Written exercise:
Return, verbatim, the portion of the material that opens with the line containing "Identify every rim of bowl in the frame." and closes with the line containing "658 621 765 693", including both of those lines and nothing else.

*** Data supplied ***

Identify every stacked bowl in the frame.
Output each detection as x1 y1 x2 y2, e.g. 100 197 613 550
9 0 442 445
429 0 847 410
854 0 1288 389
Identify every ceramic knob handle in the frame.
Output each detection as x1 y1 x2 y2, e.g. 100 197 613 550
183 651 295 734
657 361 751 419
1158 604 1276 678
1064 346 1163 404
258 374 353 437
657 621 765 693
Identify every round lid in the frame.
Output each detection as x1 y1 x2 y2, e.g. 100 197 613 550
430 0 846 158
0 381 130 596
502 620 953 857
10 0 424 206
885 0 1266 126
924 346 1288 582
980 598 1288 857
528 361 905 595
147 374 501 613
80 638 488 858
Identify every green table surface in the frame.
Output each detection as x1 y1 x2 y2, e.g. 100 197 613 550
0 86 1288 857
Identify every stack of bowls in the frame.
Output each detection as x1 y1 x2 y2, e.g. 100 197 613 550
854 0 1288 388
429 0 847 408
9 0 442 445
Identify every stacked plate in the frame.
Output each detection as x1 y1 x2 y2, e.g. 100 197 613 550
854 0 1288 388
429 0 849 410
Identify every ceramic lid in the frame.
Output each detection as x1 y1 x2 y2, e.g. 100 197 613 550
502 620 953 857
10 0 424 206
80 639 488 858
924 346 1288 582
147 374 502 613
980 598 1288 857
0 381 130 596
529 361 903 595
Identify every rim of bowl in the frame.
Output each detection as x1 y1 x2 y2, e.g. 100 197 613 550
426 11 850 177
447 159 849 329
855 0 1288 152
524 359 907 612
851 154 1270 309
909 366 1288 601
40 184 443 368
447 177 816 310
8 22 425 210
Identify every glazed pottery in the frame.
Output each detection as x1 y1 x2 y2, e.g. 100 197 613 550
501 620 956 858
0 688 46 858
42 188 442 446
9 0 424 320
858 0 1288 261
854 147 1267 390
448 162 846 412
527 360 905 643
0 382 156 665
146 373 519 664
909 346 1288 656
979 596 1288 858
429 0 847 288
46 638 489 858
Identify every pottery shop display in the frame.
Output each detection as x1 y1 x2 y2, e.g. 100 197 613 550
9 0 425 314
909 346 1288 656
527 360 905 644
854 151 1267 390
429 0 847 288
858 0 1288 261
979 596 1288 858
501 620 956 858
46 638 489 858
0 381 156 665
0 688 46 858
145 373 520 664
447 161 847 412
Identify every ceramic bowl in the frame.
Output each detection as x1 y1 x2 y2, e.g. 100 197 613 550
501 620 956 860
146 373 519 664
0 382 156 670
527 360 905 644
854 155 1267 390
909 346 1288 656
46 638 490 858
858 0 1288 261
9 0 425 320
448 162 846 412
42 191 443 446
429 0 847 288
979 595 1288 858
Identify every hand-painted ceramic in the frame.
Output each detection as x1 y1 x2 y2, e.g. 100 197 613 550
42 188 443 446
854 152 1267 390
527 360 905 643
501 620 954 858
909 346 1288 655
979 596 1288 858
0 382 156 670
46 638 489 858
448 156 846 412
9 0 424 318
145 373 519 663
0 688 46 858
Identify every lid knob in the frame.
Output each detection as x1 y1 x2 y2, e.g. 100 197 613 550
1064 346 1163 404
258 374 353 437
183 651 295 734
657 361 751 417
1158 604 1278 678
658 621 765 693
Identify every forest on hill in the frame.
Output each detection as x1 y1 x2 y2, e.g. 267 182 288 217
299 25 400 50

***

Response to the exercise:
Identify every rim of bowl in the frame.
Output each detection as x1 y1 x2 y2, e.g. 100 197 613 550
426 11 850 177
447 159 849 329
855 0 1288 152
524 359 907 612
851 154 1270 309
909 366 1288 601
40 184 443 368
447 177 816 310
8 22 425 210
Identify every glazed pottery in the frame.
Output each detection as x1 y1 x2 y2, e.g. 100 197 613 550
501 620 956 858
0 688 46 858
42 188 442 446
9 0 424 320
858 0 1288 261
854 147 1267 390
448 162 846 412
527 360 905 643
0 382 156 665
146 373 519 664
909 346 1288 656
979 596 1288 858
429 0 847 288
46 638 489 858
Identify every pottery shop display in the frame.
Output each detection as x1 y1 x2 y2, e.g. 100 197 613 550
9 0 425 314
909 346 1288 656
527 360 905 644
854 151 1267 390
429 0 847 288
858 0 1288 261
979 596 1288 858
501 620 956 858
46 638 489 858
0 381 156 665
0 688 46 858
145 373 520 664
447 161 847 412
Identify every ceramic bowl in the frame.
Output each detection as x1 y1 x2 y2, e.g. 100 197 613 550
501 620 956 860
146 373 519 664
0 382 156 670
527 360 905 644
854 155 1267 390
909 346 1288 656
46 638 490 858
858 0 1288 261
9 0 425 320
448 162 846 412
42 191 443 446
429 0 847 288
979 595 1288 858
Identify every hand-painted ceramic in the frame.
Output each detection as x1 y1 x2 y2, e.g. 100 197 613 550
42 188 443 446
854 152 1267 390
527 360 905 643
501 620 954 858
909 346 1288 655
979 596 1288 858
0 382 156 670
46 638 489 858
448 156 846 412
9 0 424 318
145 373 519 663
0 688 46 858
Identify every lid knob in the frame.
Output each detection as x1 y1 x2 y2, e.g. 100 197 613 550
1064 346 1163 404
258 374 353 437
183 651 295 734
657 361 751 417
1158 604 1278 678
658 621 765 693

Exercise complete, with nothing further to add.